=== RECORDED INFORMATION ===

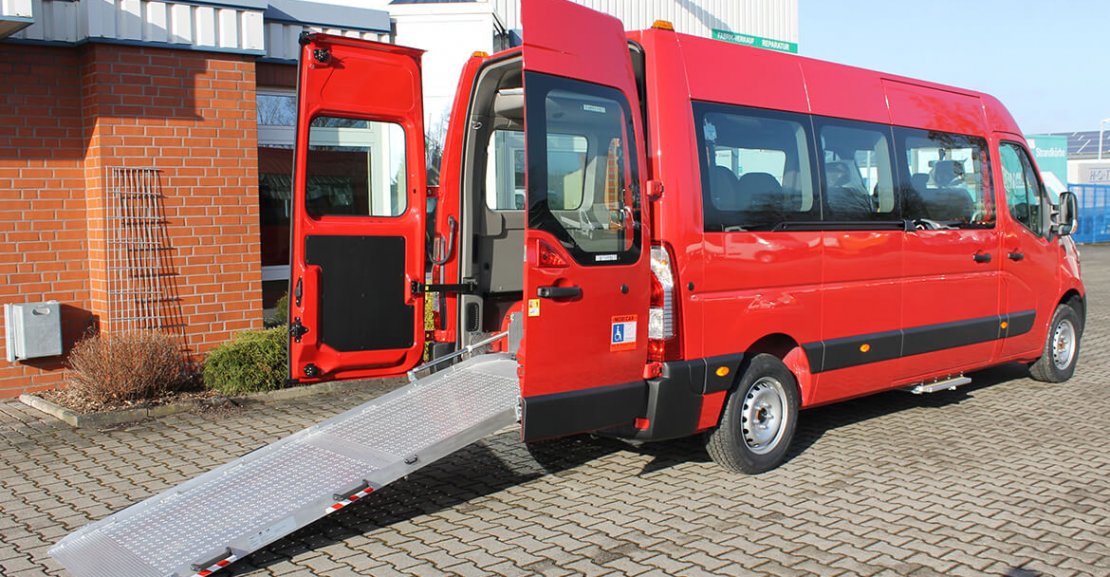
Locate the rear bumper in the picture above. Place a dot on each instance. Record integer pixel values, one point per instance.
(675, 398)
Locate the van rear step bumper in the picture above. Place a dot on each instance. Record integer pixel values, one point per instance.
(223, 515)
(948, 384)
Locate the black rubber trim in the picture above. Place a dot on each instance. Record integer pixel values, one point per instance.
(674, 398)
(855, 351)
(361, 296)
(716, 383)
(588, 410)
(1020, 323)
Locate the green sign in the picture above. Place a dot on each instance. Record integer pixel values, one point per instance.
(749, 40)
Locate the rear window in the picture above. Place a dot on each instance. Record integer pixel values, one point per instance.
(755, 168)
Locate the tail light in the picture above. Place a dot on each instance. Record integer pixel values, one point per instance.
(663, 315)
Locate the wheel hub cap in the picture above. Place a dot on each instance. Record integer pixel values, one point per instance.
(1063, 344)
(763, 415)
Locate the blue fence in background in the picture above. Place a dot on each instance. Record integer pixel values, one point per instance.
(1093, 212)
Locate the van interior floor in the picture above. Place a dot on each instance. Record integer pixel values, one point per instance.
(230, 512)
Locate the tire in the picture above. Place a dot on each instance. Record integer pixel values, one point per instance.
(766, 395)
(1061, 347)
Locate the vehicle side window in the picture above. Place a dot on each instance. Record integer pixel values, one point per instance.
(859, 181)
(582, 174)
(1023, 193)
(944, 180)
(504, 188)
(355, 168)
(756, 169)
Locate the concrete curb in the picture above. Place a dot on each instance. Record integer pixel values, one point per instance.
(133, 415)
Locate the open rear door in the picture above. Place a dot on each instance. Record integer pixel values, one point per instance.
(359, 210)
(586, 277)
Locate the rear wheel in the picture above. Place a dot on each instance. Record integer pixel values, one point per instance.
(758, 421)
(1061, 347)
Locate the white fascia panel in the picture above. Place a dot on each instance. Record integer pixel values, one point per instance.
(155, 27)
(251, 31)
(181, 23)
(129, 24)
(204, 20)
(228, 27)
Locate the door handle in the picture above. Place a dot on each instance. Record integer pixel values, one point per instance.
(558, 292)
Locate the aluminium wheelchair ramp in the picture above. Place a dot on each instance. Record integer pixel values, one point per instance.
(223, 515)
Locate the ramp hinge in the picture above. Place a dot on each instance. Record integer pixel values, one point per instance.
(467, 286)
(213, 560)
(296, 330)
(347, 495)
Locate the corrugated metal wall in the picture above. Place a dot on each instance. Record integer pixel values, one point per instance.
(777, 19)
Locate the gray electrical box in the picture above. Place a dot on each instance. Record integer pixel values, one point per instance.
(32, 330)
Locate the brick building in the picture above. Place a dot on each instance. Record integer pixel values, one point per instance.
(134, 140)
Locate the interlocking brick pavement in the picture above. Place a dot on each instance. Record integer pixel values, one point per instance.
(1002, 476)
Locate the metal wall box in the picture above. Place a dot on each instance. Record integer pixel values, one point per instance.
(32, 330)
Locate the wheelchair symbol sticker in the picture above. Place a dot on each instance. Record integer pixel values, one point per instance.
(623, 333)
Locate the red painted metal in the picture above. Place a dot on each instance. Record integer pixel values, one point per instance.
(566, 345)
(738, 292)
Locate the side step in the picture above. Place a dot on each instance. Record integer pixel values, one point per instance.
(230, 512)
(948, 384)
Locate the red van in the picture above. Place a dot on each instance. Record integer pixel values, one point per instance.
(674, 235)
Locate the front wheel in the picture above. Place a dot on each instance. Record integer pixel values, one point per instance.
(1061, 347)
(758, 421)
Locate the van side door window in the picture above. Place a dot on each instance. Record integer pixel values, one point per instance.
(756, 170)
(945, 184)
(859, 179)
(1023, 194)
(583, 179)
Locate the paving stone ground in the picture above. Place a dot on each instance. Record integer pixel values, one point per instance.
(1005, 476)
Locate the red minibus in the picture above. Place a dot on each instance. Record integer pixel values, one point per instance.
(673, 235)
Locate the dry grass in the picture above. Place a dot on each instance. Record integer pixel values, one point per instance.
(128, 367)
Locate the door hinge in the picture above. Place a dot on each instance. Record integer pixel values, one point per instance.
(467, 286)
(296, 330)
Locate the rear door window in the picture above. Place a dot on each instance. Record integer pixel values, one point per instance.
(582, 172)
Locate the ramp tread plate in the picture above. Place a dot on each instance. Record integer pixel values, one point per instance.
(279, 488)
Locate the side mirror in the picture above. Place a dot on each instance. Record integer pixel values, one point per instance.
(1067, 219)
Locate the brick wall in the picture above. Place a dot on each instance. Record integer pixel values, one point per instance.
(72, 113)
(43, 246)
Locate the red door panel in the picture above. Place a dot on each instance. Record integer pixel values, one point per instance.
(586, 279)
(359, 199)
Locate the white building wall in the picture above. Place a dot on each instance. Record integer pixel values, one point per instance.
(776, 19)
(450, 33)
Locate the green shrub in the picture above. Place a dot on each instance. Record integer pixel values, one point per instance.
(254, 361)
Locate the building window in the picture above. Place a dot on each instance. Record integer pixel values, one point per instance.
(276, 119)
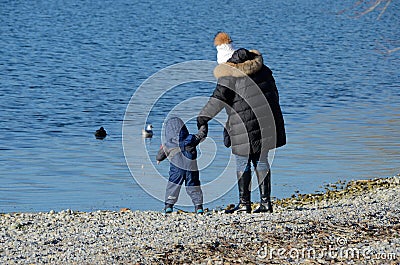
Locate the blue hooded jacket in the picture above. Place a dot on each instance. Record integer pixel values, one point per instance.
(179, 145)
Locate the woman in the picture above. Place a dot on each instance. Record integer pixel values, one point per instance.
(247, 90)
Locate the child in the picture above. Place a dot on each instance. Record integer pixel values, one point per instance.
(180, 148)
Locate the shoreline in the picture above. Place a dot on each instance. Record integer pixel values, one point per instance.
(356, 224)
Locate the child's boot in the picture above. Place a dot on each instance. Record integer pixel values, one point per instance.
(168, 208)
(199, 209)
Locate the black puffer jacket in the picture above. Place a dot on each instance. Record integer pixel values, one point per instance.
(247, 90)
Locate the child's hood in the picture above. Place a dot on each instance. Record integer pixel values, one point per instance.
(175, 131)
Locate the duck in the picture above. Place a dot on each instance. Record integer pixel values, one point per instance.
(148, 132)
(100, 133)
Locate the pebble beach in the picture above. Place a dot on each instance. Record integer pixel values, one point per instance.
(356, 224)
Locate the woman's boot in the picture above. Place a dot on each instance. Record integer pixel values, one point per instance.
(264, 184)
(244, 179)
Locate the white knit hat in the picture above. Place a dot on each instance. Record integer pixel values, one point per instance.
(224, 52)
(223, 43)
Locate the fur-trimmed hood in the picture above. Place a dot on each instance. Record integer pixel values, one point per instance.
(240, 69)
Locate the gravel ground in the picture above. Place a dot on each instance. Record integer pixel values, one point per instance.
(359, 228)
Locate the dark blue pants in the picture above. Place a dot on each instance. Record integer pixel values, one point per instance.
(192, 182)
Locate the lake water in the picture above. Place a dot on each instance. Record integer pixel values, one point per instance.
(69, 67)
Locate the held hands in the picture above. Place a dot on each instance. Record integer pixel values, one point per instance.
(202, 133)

===

INSTRUCTIONS TO FOLLOW: Every line of the records above must reappear exactly, though the pictures must not.

SOLUTION TO THIS EXERCISE:
Locate the rear bumper in the picture above. Place a dot on each instance. Record integer pixel values, one point per instance.
(675, 398)
Locate the van rear step bumper in the picture above. Place a dot on each instance. Record integer pixel values, one point per instance.
(223, 515)
(948, 384)
Locate the black rubber trim in the picture above. Place a dot on each instance. Record integer pixel values, one point per instance.
(674, 398)
(855, 351)
(361, 296)
(716, 383)
(588, 410)
(1020, 323)
Locate the green sign in the picture above. Place a dot on each instance. Record integer pixel values, one point per instance.
(749, 40)
Locate the rear window in the picture above. Place a dot on each instance. Record integer pixel values, one point per instance.
(755, 168)
Locate the tail light in the picture above. Place a dot on each instance. Record integer pixel values, one point per instance.
(663, 315)
Locate the wheel hub cap in the picture above. Place a dot on each instance. Record integer pixel values, one point per instance.
(1063, 344)
(763, 415)
Locate the blue fence in background in the picture above. Place a dot on each instance. Record integer pixel values, one point per instance.
(1093, 212)
Locate the van interior floor in the picture above. Place a dot on each instance. Record integer pixel values, one point per instance.
(230, 512)
Locate the tire in the picture above. Place a dot on each instance. Record integer pixel values, one point per instance.
(766, 395)
(1061, 347)
Locate the vehicle side window in the picture above. Place a dot on each instance. Record integer pixel values, one point per instance.
(859, 181)
(582, 174)
(1023, 193)
(944, 180)
(504, 188)
(355, 168)
(756, 169)
Locate the concrete curb in the picture above. Place a dot on each instance. Record integer pixel values, one point per instance.
(133, 415)
Locate the open rear door in the picture above. Place a dot on each instance. Record integer pixel values, one point per instance.
(359, 210)
(586, 277)
Locate the rear wheel in the picture above. Place a dot on each instance. Record integer pixel values, one point per instance.
(758, 421)
(1061, 347)
Locate the white fascia panel in the picture above. Place a dot on each instance. Record integer pixel values, one point per instance.
(155, 27)
(251, 31)
(181, 23)
(129, 24)
(204, 20)
(228, 27)
Locate the door handle in the picture above. Place a dot on each instance. Record integer pixel values, one point per instance.
(558, 292)
Locate the aluminium wheelchair ramp in the picture above. Place a dot on each instance. Record integer pixel values, one point per instance.
(223, 515)
Locate the ramp hinge in the picture above. Place a dot on each instance. Record integer pixel values, one point per instance.
(467, 286)
(213, 560)
(296, 330)
(347, 495)
Locate the corrugated metal wall in the picture above. Place a dot on each instance. Record integer pixel values, one point per instance.
(777, 19)
Locate the gray electrical box in the picture above. Place a dot on each instance. Record integer pixel values, one point per instance.
(32, 330)
Locate the brick building in the picture above. Place a dot on each instance. Record integer pixel values, one point per instance.
(134, 140)
Locate the interlocking brick pavement in the picture above. Place a dot on each instance. Record integer pixel values, one point per instance.
(1002, 476)
Locate the metal wall box in the picture above. Place a dot on each instance. Record integer pixel values, one point per instance.
(32, 330)
Locate the wheelchair symbol sticker in the picture above. Place a dot on each instance. Record integer pixel values, one point per instance.
(623, 333)
Locate the red painted metal in the picture above. Place a dot on each instance. Record integer pixel values, one point per instance.
(566, 345)
(738, 292)
Locate the side step in the picture above. Place a dot on each instance. Record integer pixel values, one point per instance.
(230, 512)
(948, 384)
Locate the red van in the picture above. Place a dot on each instance. Record integer pixel values, one point per instance.
(674, 235)
Locate the front wheel in the picture above. Place a dot on each instance. Record integer pixel values, one point per instance.
(1061, 347)
(758, 421)
Locate the van side door window in the picture above. Place a dot on each instance. Record integer pixel values, one point per instance.
(756, 170)
(945, 184)
(859, 179)
(1023, 194)
(583, 179)
Locate the paving stone ground in the picture above. Place a dot on each instance. Record integer pixel values, one point per instance.
(1005, 476)
Locate the red minibus in the picture above. Place a dot on each instance. Record integer pixel values, one point per instance.
(673, 235)
Locate the dry grass in the picture above. Place a dot on each instance. Record integer pixel values, one point per instance.
(128, 367)
Locate the door hinge in the picture above. Place a dot on each instance. Record integer pixel values, one point per instance.
(467, 286)
(296, 330)
Locate the rear door window in the picture above. Place a dot on each instance. Record integer pixel values, one point per instance.
(582, 172)
Locate the ramp tread plate in the picture above. Place a dot on each instance. Record integer pixel values, one point per instance.
(279, 488)
Locate the side mirror in the picture above. Place a dot on each instance. Record integer pixel values, one point per instance.
(1067, 219)
Locate the brick wall in the picture above. Place a dot on each instance. Record integer pixel values, one point per instance.
(72, 113)
(43, 246)
Locate the red door panel in the picture above. Place a dot on each instance. Record integer pixel values, one point per instance.
(586, 279)
(359, 199)
Locate the white building wall in the picture above. Place a dot on each instance. Record integer pixel values, one point per instance.
(776, 19)
(450, 33)
Locate the green shrub in the picture above. Place a dot on each instance. Record integer pixel values, one point per instance.
(254, 361)
Locate the building window in the picture above. Place a dot on each instance. Record integer pixel values, one point per instance.
(276, 119)
Locate the blue hooded jacket in the picture above. Place a dot on each instance. Record integer pixel values, one point per instance.
(179, 145)
Locate the woman in the picture above. Place a dot on each instance. Record integer pixel values, one point per instance.
(247, 90)
Locate the child in the picture above. Place a dot on each instance. Record integer pixel values, one point per instance.
(180, 148)
Locate the shoreline in the picture above. Place a dot on each instance. Record integer pixel values, one point per instance.
(356, 224)
Locate the child's boot in the picture above. Place a dot on each instance. Record integer pixel values, one point per instance.
(168, 208)
(199, 209)
Locate the black puffer jacket in the picture above. Place a dot on each instance. Record integer pixel values, one point per instance.
(247, 90)
Locate the child's hood in the picture above. Place a dot on each instance. Record integer pixel values, one point per instance.
(175, 131)
Locate the duck in the picture above. Place a dot on each instance. Record integer pixel values, one point per instance.
(148, 132)
(100, 133)
Locate the pebble beach in the picture above. Place a dot on each instance. Record integer pixel values, one point per instance.
(356, 224)
Locate the woman's boot in the picture above. Place a dot on each instance. Record integer pixel values, one point per instance.
(264, 184)
(244, 179)
Locate the white knit hat in the picture above. Place a dot on each instance. Record integer pixel values, one point per instance.
(224, 52)
(223, 43)
Locate the fur-trimmed hood in the picture above. Place a dot on each instance. Record integer pixel values, one point per instance.
(240, 69)
Locate the gravel ground in the picture above. Place a dot on each instance. Record integer pixel values, one point per instance.
(359, 228)
Locate the dark blue pants in the picture above. Place a dot on each instance. Record integer pixel values, one point per instance.
(192, 182)
Locate the lake water in the picture above. Place a dot on each instance. Record integer pixel values, one point per instance.
(69, 67)
Locate the held hands in the picture above. Place a dot on each instance. Record integer pixel values, one point per instance.
(202, 133)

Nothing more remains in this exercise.